▸ **Tekstfragment**:
Het meest gebruiksvriendelijke oefenprogramma vól slimmigheden

Welke lesstof is er beschikbaar in het programma van Slimleren?

Optellen en aftrekken van grote getallen

Met Slimleren oefenen leerlingen thuis of in de les, op een leuke en interactieve manier, de stof die jij voor ze klaar zet. Benieuwd naar onze stof? Hieronder zie je hoe het onderwerp Optellen en aftrekken van grote getallen eruit ziet. Leerlingen kunnen in Slimleren vragen over dit - en ieder ander - onderwerp maken. Docenten kunnen de resultaten daarvan inzien en daarmee hun lessen efficiënter inrichten en makkelijker differentiëren.

Optellen en aftrekken van grote getallen
  • optellen en aftrekken van grote getallen
  • voorkennis lijnen en rekenen

  Theorie

Uitdaging

Voor het optellen en aftrekken van grote getallen kun je een rekenmachine gebruiken. Maar het is nog beter als je dit ook zelf kunt berekenen. Het optellen van kleine getallen kun je uit je hoofd. Sommen met grotere getallen zijn iets lastiger om uit je hoofd te berekenen.

Hoe je handig grote getallen kunt optellen en aftrekken leer je in deze theorie.

Methode

Door grote getallen onder elkaar te schrijven kun je er makkelijk mee rekenen. In de afbeelding zie je drie voorbeelden.

▸ **Opdracht 1**: Wijs in de rijen hieronder elke regel aan waarin de tekenreeks "woman" voorkomt, en neem die regels letterlijk over.
De tekst en de rijen vormen los van elkaar staand materiaal.

▸ **Werkgegevens**:
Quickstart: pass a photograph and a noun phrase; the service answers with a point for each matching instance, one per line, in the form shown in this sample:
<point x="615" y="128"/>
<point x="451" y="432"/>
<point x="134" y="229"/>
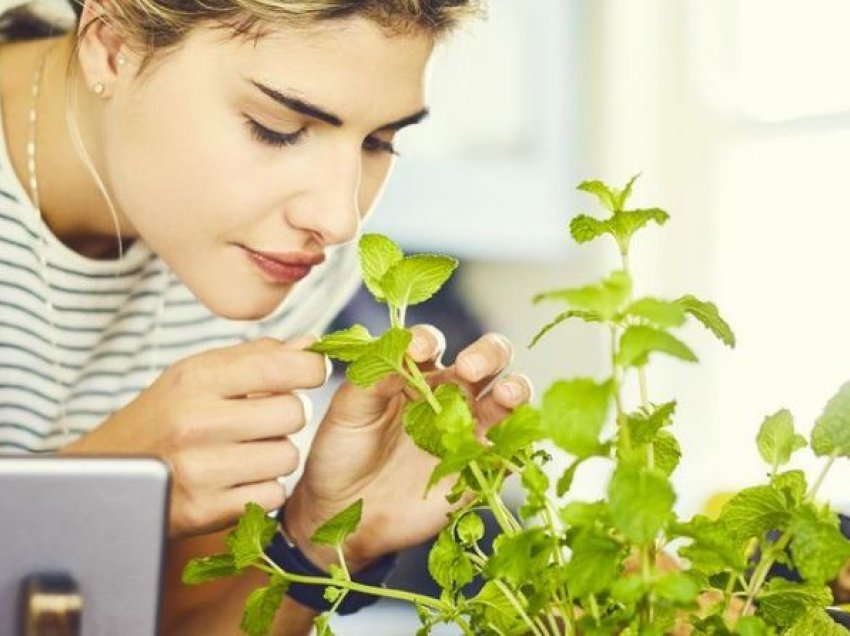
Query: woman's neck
<point x="72" y="205"/>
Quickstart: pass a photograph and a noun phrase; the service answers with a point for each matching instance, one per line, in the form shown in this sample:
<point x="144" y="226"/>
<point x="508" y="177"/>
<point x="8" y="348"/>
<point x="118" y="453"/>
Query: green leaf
<point x="262" y="605"/>
<point x="470" y="528"/>
<point x="253" y="533"/>
<point x="604" y="299"/>
<point x="415" y="279"/>
<point x="586" y="316"/>
<point x="335" y="529"/>
<point x="595" y="564"/>
<point x="448" y="564"/>
<point x="377" y="254"/>
<point x="661" y="313"/>
<point x="713" y="549"/>
<point x="783" y="603"/>
<point x="346" y="345"/>
<point x="754" y="511"/>
<point x="641" y="502"/>
<point x="645" y="424"/>
<point x="831" y="433"/>
<point x="382" y="358"/>
<point x="680" y="588"/>
<point x="816" y="621"/>
<point x="202" y="570"/>
<point x="709" y="316"/>
<point x="667" y="452"/>
<point x="519" y="558"/>
<point x="584" y="228"/>
<point x="600" y="191"/>
<point x="818" y="547"/>
<point x="777" y="440"/>
<point x="573" y="415"/>
<point x="516" y="432"/>
<point x="639" y="341"/>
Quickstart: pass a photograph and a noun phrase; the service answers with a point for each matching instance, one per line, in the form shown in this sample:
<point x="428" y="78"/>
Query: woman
<point x="231" y="146"/>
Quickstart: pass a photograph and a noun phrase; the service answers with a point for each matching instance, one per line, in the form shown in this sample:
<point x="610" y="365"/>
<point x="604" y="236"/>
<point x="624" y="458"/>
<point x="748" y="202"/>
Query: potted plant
<point x="564" y="566"/>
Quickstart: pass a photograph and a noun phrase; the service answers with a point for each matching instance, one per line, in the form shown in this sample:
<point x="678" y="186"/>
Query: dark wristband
<point x="290" y="559"/>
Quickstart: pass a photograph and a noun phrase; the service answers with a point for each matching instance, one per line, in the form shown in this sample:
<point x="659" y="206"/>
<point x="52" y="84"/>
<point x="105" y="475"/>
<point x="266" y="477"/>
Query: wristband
<point x="286" y="554"/>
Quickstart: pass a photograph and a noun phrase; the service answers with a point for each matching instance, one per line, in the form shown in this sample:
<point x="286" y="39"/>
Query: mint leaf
<point x="816" y="621"/>
<point x="641" y="502"/>
<point x="377" y="254"/>
<point x="519" y="558"/>
<point x="252" y="534"/>
<point x="382" y="358"/>
<point x="755" y="511"/>
<point x="604" y="299"/>
<point x="415" y="279"/>
<point x="783" y="603"/>
<point x="202" y="570"/>
<point x="448" y="564"/>
<point x="600" y="191"/>
<point x="573" y="415"/>
<point x="818" y="547"/>
<point x="262" y="605"/>
<point x="342" y="524"/>
<point x="661" y="313"/>
<point x="470" y="528"/>
<point x="713" y="549"/>
<point x="639" y="341"/>
<point x="517" y="432"/>
<point x="346" y="345"/>
<point x="831" y="433"/>
<point x="667" y="452"/>
<point x="586" y="316"/>
<point x="595" y="563"/>
<point x="709" y="316"/>
<point x="645" y="424"/>
<point x="777" y="440"/>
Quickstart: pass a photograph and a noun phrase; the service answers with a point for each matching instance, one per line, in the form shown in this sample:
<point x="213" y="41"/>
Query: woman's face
<point x="233" y="154"/>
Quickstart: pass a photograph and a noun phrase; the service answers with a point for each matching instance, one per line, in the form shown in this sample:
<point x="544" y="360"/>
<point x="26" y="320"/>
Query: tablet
<point x="86" y="532"/>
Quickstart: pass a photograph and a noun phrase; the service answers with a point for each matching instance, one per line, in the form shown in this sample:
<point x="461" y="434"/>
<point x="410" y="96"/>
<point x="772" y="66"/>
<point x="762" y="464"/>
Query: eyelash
<point x="281" y="140"/>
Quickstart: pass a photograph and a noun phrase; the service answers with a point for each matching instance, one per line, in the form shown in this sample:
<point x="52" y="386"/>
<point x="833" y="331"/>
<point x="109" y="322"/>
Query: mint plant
<point x="561" y="565"/>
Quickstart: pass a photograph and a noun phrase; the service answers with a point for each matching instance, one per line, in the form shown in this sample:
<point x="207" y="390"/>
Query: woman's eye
<point x="374" y="145"/>
<point x="271" y="137"/>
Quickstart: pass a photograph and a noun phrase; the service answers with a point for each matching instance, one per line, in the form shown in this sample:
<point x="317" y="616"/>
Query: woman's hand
<point x="362" y="451"/>
<point x="224" y="447"/>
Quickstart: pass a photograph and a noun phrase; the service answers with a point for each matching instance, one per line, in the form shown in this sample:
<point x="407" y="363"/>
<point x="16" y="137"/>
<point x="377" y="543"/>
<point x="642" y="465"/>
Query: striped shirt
<point x="115" y="325"/>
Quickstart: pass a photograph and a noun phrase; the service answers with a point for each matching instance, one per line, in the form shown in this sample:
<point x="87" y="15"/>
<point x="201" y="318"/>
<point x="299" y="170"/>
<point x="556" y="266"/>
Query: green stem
<point x="401" y="595"/>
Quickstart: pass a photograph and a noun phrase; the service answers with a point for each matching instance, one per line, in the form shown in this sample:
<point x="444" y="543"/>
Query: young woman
<point x="181" y="188"/>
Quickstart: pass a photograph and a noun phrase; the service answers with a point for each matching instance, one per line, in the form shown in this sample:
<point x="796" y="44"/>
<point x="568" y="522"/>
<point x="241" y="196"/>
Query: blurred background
<point x="737" y="115"/>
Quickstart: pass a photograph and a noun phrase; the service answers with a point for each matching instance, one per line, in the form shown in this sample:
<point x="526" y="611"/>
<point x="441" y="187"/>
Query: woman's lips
<point x="284" y="267"/>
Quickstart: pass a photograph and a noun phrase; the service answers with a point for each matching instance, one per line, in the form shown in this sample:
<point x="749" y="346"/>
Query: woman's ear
<point x="102" y="47"/>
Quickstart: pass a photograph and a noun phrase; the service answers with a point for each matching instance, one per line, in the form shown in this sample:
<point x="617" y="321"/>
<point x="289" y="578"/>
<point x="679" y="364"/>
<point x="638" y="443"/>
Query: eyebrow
<point x="316" y="112"/>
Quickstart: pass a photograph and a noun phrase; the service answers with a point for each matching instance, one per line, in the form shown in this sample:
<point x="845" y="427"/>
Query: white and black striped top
<point x="117" y="324"/>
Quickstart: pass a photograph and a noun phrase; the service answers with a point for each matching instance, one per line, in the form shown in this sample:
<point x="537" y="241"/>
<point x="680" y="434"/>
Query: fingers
<point x="260" y="418"/>
<point x="427" y="347"/>
<point x="483" y="360"/>
<point x="507" y="394"/>
<point x="262" y="366"/>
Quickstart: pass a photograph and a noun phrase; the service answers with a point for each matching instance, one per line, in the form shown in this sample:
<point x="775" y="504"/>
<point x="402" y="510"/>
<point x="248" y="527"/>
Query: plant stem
<point x="401" y="595"/>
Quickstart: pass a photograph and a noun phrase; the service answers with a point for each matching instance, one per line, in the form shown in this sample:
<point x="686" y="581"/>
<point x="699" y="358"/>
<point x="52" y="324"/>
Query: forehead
<point x="352" y="66"/>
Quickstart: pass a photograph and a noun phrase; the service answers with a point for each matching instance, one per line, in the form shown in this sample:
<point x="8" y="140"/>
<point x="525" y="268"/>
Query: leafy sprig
<point x="565" y="566"/>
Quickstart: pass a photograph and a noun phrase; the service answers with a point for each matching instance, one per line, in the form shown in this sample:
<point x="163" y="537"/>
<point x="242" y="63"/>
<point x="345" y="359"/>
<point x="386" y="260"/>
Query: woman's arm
<point x="215" y="609"/>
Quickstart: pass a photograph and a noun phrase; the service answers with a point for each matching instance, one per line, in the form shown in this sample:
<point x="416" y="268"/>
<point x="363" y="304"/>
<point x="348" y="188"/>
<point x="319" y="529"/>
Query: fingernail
<point x="475" y="363"/>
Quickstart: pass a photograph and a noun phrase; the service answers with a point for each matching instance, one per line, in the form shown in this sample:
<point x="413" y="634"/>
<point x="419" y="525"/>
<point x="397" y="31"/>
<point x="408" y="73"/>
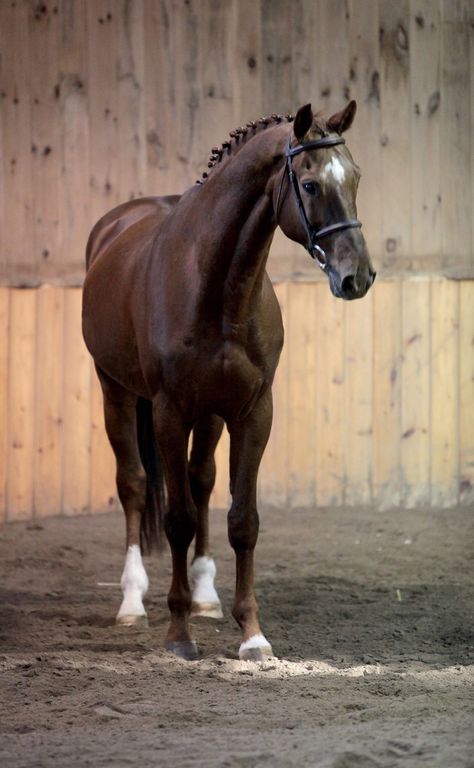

▸ **Opdracht 2**: Geef uit de tekst over grote getallen hierboven een stuk woordelijk terug: begin bij de woorden "Voor het optellen" en stop na "hoofd te berekenen.".

▸ **Volledig antwoord 1**:
Query: woman's neck
Query: woman
Query: woman's face
Query: woman's eye
Query: woman's hand
Query: young woman
Query: woman's lips
Query: woman's ear
Query: woman's arm

▸ **Volledig antwoord 2**:
Voor het optellen en aftrekken van grote getallen kun je een rekenmachine gebruiken. Maar het is nog beter als je dit ook zelf kunt berekenen. Het optellen van kleine getallen kun je uit je hoofd. Sommen met grotere getallen zijn iets lastiger om uit je hoofd te berekenen.